━━━ EXCERTO DO TEXTO ━━━

Com efeito, ainda que os factos criminosos datem de 1998, isso não é de molde a afastar o juízo de que o Recorrente pode propender a envolver-se de novo em práticas criminosas complexas, especialmente naquelas, particularmente graves, em que foi condenado (máxime, de associação criminosa/sociedade secreta). E isso não é prejudicado pelo facto de, entretanto, não haver notícia de outras práticas criminosas em Macau, como consta do processo, o Recorrente, após o levantamento da medida de coacção (prisão preventiva) abandonou a RAEM e não mais compareceu, nem sequer ao julgamento (foi julgado à revelia, em 31.03.2000), sendo que, até 2013, quando se completou o prazo de 15 anos da prescrição penal impendia sobre ele um mandado de detenção.
Ora, no n.º 1 do artigo 15.º do Regulamento Administrativo n.º 8/2010, prevê-se que a autorização de permanência, na qualidade de trabalhador, pode ser revogada quando se verifiquem os pressupostos previstos na lei para a revogação da autorização de permanência de quaisquer não residentes.
Assim, tudo ponderado, ao abrigo do citado n.º 1 do artigo 15.º do Regulamento Administrativo n.º 8/2010, conjugado com a alínea 3) do n.º 1 do artigo 11.º da Lei n.º 6/2004, determino a revogação da autorização de permanência, na qualidade de trabalhador, concedida a A (sic).”


III – O Direito
1. Questões a apreciar
O ora recorrido A foi interessado em, pelo menos, dois procedimentos administrativos, que culminaram com actos administrativos da ora entidade recorrente, o Secretário para a Segurança. Ambos os actos foram impugnados contenciosamente para o TSI e nos dois casos, houve recurso para este TUI. O presente recurso jurisdicional refere-se a um dos dois casos. Mas comecemos pelo primeiro porque tem relevância para a apreciação do recurso dos autos.
No nosso Processo n.º 14/2017, A interpôs recurso contencioso de anulação do despacho de 19 de Agosto de 2015, do Secretário para a Segurança, que negou a concessão de autorização de residência temporária do recorrente, com fundamento em que o recorrente foi condenado em pena de prisão pela prática de crimes, que podem constituir ameaça e perigo para a segurança interna e tranquilidade da Região.
O TSI, por acórdão de 27 de Outubro de 2016, concedeu provimento ao recurso e anulou o acto recorrido, com fundamento em que o procedimento criminal fora extinto por prescrição, pelo que o recorrente não tinha antecedentes criminais.
O TUI, por acórdão de 31 de Maio de 2017, decidiu que, para efeitos do disposto na alínea 1) do n.º 2 do artigo 9.º da Lei n.º 4/2003, não tem antecedentes criminais o julgado e condenado à revelia, em pena de prisão, cujo procedimento penal veio a ser extinto por prescrição.

━━━ CONJUNTO DE REGISTOS ━━━

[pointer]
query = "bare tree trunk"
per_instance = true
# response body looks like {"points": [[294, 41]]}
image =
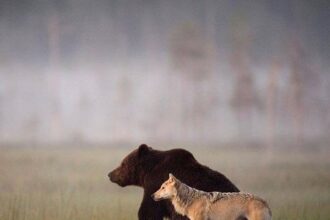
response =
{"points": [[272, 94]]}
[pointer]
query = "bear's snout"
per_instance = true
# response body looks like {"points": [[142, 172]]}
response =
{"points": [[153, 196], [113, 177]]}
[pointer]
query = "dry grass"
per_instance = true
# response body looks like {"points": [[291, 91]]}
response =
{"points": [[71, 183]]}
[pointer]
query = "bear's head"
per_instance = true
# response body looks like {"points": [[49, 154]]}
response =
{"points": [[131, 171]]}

━━━
━━━ CONJUNTO DE REGISTOS ━━━

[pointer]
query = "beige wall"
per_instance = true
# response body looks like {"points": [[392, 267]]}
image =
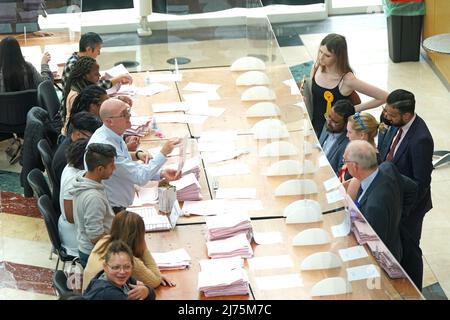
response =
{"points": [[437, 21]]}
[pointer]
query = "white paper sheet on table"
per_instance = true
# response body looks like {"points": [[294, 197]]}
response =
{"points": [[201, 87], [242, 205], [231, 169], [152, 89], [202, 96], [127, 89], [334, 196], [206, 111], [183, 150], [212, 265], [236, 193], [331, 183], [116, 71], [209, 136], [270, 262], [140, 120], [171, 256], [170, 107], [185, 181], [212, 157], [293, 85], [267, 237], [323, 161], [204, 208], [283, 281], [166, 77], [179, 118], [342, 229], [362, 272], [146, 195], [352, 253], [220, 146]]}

━━━

• [INSTRUÇÕES E REQUISITOS]
Diga se cada afirmação está de acordo com o excerto sobre a revogação da autorização de permanência. Responda sim ou não a cada uma e cite as palavras decisivas do excerto.
1. O Recorrente foi julgado à revelia em 31.03.2000.
2. Por acórdão de 27 de Outubro de 2016, o TSI negou provimento ao recurso.
3. O despacho de 19 de Agosto de 2015 concedeu autorização de residência temporária ao recorrente.

• [RESOLUÇÃO]
1. Sim: "foi julgado à revelia, em 31.03.2000".
2. Não: "concedeu provimento ao recurso e anulou o acto recorrido".
3. Não: "negou a concessão de autorização de residência temporária do recorrente".